* Start Given records *
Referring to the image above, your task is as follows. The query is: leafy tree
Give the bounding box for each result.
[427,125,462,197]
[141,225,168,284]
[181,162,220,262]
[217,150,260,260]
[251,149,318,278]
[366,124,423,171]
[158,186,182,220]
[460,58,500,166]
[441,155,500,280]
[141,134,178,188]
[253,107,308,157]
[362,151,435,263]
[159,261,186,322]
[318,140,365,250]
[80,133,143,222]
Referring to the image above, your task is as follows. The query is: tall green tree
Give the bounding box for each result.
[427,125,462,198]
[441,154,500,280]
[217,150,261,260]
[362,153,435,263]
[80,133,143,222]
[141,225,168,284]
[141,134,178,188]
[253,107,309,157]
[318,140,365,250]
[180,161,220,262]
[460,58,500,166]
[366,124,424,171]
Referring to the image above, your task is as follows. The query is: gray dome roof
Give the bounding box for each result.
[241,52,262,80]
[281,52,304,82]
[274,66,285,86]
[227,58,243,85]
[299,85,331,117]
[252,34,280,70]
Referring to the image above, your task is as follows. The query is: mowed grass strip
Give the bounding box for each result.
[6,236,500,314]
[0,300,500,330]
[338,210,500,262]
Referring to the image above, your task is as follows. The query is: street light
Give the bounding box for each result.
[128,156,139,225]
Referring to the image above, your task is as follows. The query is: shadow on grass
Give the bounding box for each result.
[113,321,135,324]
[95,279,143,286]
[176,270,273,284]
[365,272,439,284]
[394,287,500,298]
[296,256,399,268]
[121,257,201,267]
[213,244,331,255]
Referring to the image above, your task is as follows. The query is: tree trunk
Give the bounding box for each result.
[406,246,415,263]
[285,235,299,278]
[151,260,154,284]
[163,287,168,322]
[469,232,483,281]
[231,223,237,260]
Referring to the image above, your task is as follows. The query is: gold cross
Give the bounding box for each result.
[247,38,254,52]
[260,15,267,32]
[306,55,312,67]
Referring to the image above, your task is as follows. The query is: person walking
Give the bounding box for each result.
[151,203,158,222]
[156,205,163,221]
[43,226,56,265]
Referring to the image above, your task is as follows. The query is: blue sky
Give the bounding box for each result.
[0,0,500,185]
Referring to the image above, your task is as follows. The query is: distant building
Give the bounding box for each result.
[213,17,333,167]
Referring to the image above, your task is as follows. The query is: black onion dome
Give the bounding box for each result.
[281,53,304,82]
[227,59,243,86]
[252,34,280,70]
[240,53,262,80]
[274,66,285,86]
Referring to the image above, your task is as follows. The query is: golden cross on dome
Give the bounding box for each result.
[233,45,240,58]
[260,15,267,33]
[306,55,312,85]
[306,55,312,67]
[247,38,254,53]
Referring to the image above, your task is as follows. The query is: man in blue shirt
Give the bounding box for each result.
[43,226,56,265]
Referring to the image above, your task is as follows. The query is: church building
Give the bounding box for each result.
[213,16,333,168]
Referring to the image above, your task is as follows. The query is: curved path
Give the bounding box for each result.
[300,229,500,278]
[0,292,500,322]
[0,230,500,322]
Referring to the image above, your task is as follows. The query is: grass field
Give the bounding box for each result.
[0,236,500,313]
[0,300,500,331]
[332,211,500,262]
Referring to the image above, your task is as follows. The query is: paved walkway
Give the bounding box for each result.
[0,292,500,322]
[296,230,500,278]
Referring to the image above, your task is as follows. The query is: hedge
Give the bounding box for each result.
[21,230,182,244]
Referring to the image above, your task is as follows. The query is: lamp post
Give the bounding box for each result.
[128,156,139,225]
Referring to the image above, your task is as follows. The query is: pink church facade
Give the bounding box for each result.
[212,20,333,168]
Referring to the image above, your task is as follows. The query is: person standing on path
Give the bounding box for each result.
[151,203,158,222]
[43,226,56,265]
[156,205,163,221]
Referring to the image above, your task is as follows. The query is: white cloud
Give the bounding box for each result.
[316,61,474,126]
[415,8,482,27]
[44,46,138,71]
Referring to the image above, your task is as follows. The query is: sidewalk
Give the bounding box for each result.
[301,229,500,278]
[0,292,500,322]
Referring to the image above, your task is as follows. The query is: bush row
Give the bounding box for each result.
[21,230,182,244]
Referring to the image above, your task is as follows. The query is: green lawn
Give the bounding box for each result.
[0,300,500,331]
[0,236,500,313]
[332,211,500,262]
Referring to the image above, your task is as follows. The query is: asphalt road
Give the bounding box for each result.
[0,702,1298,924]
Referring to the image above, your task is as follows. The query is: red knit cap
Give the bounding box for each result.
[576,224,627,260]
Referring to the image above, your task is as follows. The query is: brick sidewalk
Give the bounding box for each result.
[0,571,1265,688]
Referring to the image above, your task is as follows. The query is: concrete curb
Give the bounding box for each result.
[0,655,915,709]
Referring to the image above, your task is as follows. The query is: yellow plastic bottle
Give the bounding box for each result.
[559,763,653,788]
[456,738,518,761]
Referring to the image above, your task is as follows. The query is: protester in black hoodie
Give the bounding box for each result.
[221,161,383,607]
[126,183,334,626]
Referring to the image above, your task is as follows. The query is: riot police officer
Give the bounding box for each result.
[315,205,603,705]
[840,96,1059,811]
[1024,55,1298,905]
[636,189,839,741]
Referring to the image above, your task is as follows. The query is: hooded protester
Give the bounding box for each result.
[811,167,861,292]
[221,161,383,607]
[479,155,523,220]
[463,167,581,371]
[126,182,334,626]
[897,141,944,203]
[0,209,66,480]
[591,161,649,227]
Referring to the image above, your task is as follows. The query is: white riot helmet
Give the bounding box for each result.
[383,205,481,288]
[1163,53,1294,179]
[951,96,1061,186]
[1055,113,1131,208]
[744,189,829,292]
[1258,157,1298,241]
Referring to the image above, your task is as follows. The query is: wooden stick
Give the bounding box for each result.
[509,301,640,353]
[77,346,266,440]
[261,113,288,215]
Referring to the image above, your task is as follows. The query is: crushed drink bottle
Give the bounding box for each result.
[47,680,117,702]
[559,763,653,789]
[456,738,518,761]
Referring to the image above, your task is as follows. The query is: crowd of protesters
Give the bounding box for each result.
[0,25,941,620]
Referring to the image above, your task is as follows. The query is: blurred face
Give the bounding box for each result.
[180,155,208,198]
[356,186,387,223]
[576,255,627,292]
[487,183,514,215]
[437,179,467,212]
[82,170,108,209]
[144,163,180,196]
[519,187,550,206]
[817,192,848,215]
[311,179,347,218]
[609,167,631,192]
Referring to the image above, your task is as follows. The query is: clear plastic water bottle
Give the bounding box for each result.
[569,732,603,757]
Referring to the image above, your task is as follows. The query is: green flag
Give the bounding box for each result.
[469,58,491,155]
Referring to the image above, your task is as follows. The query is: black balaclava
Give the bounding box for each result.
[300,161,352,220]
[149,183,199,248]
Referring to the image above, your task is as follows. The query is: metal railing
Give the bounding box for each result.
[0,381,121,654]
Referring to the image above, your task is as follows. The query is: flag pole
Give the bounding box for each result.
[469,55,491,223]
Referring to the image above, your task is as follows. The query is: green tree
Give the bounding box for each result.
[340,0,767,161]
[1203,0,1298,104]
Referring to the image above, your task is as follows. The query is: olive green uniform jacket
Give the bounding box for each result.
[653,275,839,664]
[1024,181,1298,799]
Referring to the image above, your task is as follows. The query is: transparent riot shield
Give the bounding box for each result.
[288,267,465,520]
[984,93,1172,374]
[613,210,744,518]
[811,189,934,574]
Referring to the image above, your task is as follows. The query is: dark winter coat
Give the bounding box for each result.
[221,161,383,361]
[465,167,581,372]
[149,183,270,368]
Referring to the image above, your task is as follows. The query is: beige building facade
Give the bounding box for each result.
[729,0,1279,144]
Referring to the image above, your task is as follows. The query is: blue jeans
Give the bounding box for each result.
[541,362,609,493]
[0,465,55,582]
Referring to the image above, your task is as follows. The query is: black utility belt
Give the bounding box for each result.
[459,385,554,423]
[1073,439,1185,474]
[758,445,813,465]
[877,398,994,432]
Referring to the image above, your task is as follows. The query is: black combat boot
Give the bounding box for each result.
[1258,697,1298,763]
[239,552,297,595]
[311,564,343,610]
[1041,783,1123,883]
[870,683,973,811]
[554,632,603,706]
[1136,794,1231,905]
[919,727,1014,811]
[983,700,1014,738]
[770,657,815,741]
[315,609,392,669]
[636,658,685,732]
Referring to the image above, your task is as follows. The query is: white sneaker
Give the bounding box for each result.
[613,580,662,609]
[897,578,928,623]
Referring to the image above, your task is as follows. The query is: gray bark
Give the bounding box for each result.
* End Given records *
▶ **Stated exercise**
Format the entries between the lines holding "is: street light" and "[213,244,331,255]", inclusive, as a two-column CSV with the headers request and boxes, one row per entry. Put each entry's text and its answer in a single quoted field apiece, with line breaks replaced by spaces.

▶ **Result of this exercise**
request,boxes
"Referring to the image above, your task is as follows. The query is: street light Give the bounding box for each result.","[128,156,139,225]"
"Referring to the image above, your task is as follows. The query is: shadow on grass Give the bounding box for each result.","[113,321,135,324] [95,279,143,286] [176,270,273,284] [365,272,439,284] [394,287,500,298] [296,256,399,268] [121,257,201,267] [213,244,331,255]"